# THE PROBLEM
Format these lines as a numbered list, leaving out the blank lines.

··· EXTRACTED INFORMATION

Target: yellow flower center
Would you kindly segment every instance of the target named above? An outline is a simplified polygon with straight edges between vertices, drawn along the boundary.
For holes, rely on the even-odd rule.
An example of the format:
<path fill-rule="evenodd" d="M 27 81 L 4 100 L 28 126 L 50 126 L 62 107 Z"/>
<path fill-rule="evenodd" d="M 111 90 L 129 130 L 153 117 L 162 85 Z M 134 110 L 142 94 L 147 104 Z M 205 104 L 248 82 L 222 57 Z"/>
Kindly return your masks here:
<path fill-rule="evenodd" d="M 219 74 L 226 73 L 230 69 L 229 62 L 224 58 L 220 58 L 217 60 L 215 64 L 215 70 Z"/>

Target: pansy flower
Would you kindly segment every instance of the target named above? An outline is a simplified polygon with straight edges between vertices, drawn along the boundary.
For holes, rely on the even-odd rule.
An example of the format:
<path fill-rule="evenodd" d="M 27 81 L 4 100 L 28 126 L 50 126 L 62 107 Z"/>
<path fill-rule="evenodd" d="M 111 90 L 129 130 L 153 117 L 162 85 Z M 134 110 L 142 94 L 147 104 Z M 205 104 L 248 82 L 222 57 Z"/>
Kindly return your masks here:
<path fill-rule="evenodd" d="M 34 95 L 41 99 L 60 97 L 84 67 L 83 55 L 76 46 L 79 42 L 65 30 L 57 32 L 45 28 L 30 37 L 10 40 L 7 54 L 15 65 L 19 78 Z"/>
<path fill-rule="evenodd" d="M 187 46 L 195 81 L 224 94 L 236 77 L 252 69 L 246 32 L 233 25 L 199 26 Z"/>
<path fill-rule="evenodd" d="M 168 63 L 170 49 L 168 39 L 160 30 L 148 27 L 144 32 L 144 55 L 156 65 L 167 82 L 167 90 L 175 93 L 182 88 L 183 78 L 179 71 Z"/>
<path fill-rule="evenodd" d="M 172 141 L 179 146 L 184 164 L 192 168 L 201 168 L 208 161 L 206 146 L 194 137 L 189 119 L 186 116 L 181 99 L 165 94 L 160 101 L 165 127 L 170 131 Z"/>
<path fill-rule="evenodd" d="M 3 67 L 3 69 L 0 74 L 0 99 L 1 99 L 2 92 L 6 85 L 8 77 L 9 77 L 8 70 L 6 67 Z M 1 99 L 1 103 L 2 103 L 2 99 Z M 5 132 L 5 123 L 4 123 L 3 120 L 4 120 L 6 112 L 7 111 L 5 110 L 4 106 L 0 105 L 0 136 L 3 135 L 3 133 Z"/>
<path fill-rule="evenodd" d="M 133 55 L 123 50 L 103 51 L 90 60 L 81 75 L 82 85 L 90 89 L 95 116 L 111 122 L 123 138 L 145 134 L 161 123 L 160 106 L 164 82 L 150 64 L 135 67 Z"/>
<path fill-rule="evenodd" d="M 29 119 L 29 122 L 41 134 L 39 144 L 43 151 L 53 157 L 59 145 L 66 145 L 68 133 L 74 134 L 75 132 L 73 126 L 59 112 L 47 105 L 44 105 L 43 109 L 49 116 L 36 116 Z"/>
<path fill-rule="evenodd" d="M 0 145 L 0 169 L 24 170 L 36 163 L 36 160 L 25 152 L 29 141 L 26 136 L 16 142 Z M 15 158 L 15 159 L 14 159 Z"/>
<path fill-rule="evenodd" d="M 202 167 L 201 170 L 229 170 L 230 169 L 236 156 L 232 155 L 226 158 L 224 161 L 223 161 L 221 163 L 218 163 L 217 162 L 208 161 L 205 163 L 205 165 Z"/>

······

# RESULT OF THE EXERCISE
1. Target: yellow flower center
2. Would you kindly segment every instance of the target named above? An outline is a simplified polygon with straight edges between vertices, drawn along the boundary.
3. For holes, rely on the even-odd rule.
4. An example of the format:
5. <path fill-rule="evenodd" d="M 27 81 L 4 100 L 28 126 L 50 126 L 62 107 Z"/>
6. <path fill-rule="evenodd" d="M 111 90 L 129 130 L 153 117 L 162 85 Z M 134 110 L 142 94 L 147 104 Z M 205 104 L 248 82 L 222 57 Z"/>
7. Kindly return your masks here:
8. <path fill-rule="evenodd" d="M 219 74 L 226 73 L 230 69 L 229 62 L 224 58 L 220 58 L 217 60 L 215 64 L 215 70 Z"/>
9. Target: pansy flower
10. Would you kindly segment every instance of the target named above? An outline is a simplified polygon with straight edges between vertices, drawn along the boundary.
11. For holes, rely on the even-odd rule.
12. An example of the format:
13. <path fill-rule="evenodd" d="M 27 81 L 4 100 L 28 126 L 50 126 L 62 107 Z"/>
14. <path fill-rule="evenodd" d="M 111 90 L 129 130 L 153 117 L 162 85 Z M 134 110 L 142 94 L 147 104 Z M 205 104 L 248 82 L 222 57 Z"/>
15. Kindly return your masks here:
16. <path fill-rule="evenodd" d="M 34 95 L 41 99 L 60 97 L 84 67 L 83 55 L 76 46 L 79 42 L 65 30 L 57 32 L 45 28 L 30 37 L 10 40 L 7 54 L 15 65 L 19 78 Z"/>
17. <path fill-rule="evenodd" d="M 187 46 L 195 81 L 224 94 L 236 77 L 252 69 L 246 32 L 233 25 L 199 26 Z"/>
18. <path fill-rule="evenodd" d="M 168 63 L 170 49 L 168 39 L 160 30 L 148 27 L 144 32 L 144 55 L 156 65 L 167 82 L 167 90 L 175 93 L 182 88 L 183 78 L 179 71 Z"/>
19. <path fill-rule="evenodd" d="M 172 141 L 179 146 L 184 164 L 192 168 L 201 168 L 208 161 L 206 146 L 194 137 L 189 119 L 186 116 L 181 99 L 165 94 L 160 101 L 165 127 L 170 131 Z"/>
20. <path fill-rule="evenodd" d="M 3 67 L 3 69 L 0 74 L 0 99 L 1 99 L 2 92 L 6 85 L 8 77 L 9 77 L 8 70 L 6 67 Z M 1 99 L 1 103 L 2 103 L 2 99 Z M 5 132 L 5 123 L 4 123 L 3 120 L 4 120 L 6 112 L 7 111 L 5 110 L 4 106 L 0 105 L 0 136 L 3 135 L 3 133 Z"/>
21. <path fill-rule="evenodd" d="M 133 55 L 123 50 L 103 51 L 90 60 L 81 75 L 82 85 L 90 89 L 95 116 L 111 122 L 123 138 L 145 134 L 161 123 L 160 106 L 164 82 L 150 64 L 135 67 Z"/>
22. <path fill-rule="evenodd" d="M 29 119 L 29 122 L 41 134 L 39 144 L 43 151 L 53 157 L 59 145 L 66 145 L 68 133 L 74 134 L 75 132 L 73 126 L 59 112 L 47 105 L 44 105 L 43 109 L 49 116 L 36 116 Z"/>
23. <path fill-rule="evenodd" d="M 0 145 L 0 169 L 24 170 L 36 163 L 36 160 L 25 152 L 29 141 L 26 136 L 16 142 Z M 15 158 L 15 159 L 14 159 Z"/>
24. <path fill-rule="evenodd" d="M 202 167 L 201 170 L 229 170 L 230 169 L 236 156 L 232 155 L 226 158 L 224 161 L 223 161 L 221 163 L 218 163 L 217 162 L 208 161 L 205 163 L 205 165 Z"/>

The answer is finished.